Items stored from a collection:
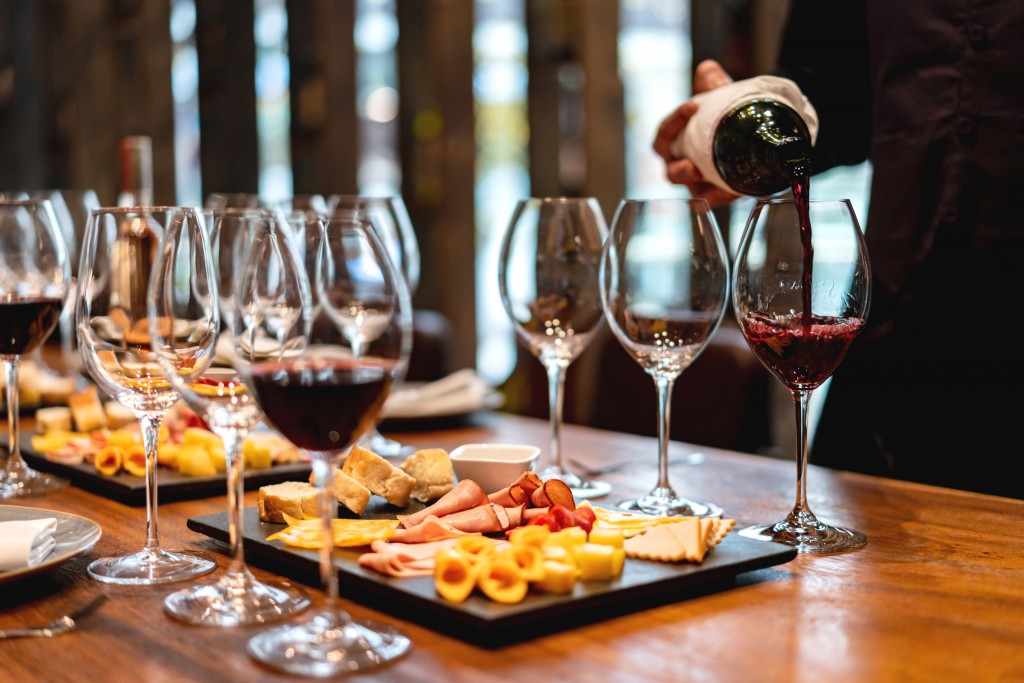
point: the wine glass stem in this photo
(800, 399)
(322, 470)
(151, 437)
(13, 428)
(556, 394)
(232, 439)
(664, 385)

* _EXERCISE INSTRUCTIONS_: Count how many lines in the entries above contain the word "stem". Give only the number.

* _WORKED ANSWER_: 1